--- Consigne ---
Rédigez la suite du texte sur le débat autour de l'origine du réchauffement climatique, en reprenant juste après sa dernière phrase.

--- Texte proposé ---
La thèse de l’origine anthropique du réchauffement climatique a été développée de manière très argumentée par une institution créée à cet effet, le GIEC (groupe intergouvernemental d’experts sur l’évolution du climat).

Cette thèse est devenue dominante, et s’oppose désormais à tout débat avec les scientifiques qui soulignent les insuffisances et les incertitudes des modèles et des prédictions alarmantes de ses experts. Refusant de céder à une pression médiatique constante en leur faveur, de nombreux chercheurs de par le monde, et de nombreux citoyens, souhaiteraient y voir plus clair, en entendant les différents points de vue dans des débats publics, sérieux, argument contre argument.

Depuis la COP 21, de tels débats sont devenus impossibles, et pour mieux invalider les points de vue critiques, on a même appelé à la rescousse la théorie de la ‘dissonance cognitive’, qui voudrait que les humains repoussent a priori toute vérité qui dérangerait leur confort quotidien ou intellectuel. Il n’est pas bon de laisser s’installer des doutes ou des contestations sur un sujet qui intéresse le monde entier.

Il serait sain que, sans préjuger de ses résultats, le débat scientifique reprenne à la lumière des dernières connaissances, permettant d’établir la part des causes humaines et naturelles dans l’évolution des températures actuelles et à venir, susceptibles d’associer correctement mesures d’atténuation d’une part, et mesures d’adaptation d’autre part.

Enregistrements issus d'un jeu de données:
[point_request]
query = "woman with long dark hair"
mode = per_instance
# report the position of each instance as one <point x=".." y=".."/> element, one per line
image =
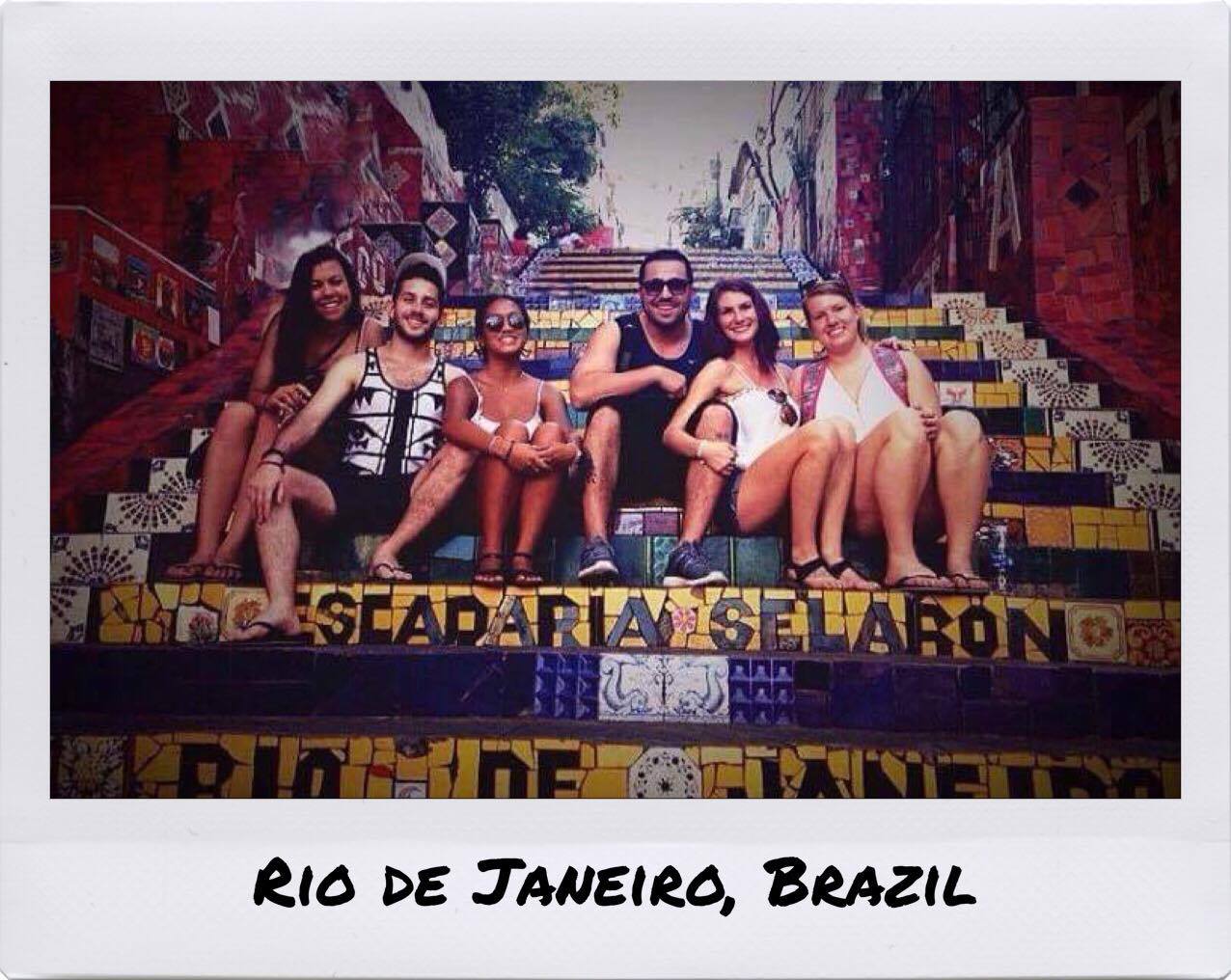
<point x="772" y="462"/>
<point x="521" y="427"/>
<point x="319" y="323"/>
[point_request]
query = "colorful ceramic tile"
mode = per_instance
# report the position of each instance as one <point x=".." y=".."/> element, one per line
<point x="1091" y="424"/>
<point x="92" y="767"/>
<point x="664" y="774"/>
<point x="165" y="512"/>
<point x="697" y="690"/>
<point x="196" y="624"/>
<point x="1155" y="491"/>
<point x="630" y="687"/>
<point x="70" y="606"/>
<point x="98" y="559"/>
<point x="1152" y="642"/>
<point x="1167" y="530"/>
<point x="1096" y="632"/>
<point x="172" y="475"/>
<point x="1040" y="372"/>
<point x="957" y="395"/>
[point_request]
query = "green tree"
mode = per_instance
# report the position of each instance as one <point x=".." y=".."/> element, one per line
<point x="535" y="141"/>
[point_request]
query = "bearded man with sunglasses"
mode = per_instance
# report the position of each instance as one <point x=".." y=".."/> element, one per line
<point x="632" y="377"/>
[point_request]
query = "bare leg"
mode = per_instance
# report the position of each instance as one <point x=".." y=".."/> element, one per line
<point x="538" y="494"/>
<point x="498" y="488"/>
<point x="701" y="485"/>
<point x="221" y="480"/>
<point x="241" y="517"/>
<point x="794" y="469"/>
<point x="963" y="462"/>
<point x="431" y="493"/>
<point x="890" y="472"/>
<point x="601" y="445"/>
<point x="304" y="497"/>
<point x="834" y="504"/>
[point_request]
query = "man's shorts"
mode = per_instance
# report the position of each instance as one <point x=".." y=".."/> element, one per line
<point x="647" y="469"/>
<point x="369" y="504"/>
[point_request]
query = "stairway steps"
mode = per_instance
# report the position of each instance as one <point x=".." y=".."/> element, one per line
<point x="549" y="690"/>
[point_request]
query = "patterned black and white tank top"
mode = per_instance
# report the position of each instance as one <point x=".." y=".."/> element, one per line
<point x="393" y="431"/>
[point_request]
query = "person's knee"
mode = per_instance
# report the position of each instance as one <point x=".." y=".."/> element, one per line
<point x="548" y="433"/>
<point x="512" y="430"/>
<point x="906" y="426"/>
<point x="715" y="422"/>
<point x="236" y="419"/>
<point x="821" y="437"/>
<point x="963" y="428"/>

--- Production attendue ---
Par delà ce débat scientifique, d’autres aspects de la ‘politique climatique mondiale’ soulèvent de sérieuses critiques : ainsi la volonté affichée depuis des décennies, tout particulièrement depuis la COP de Paris, de lutter contre le réchauffement en réduisant les émissions de gaz à effet de serre (principalement du CO2 provenant des combustibles fossiles) n’est suivie d’aucun effet significatif.

La gestion libérale et technocratique de ces émissions, (recours systématique au ’signal prix’ via la fiscalité indirecte et mise en place d’un ‘marché du carbone’) se révèle totalement inefficace. En faisant fi des principes démocratiques et de justice les plus élémentaires et en refusant toute forme de planification, le capitalisme mondialisé est incapable de réduire les émissions de GES qui continuent à croître, au mépris de la préservation des combustibles fossiles pour les générations futures…

Et la prétention à « sauver le climat » paraît dans ces conditions fort imprudente, voire hors de portée. Dans ces conditions, on ne peut que s’interroger sur le bien-fondé de la pétition très médiatisée ‘l’affaire du siècle’ mettant en accusation l’état français pour son inaction en matière climatique, sachant que l’origine nucléaire de la production électrique nationale classe notre pays parmi les moins émetteurs de GES.

Ne nous trompons pas de cible, c’est bien la question de la sortie du capitalisme qu’il faut poser.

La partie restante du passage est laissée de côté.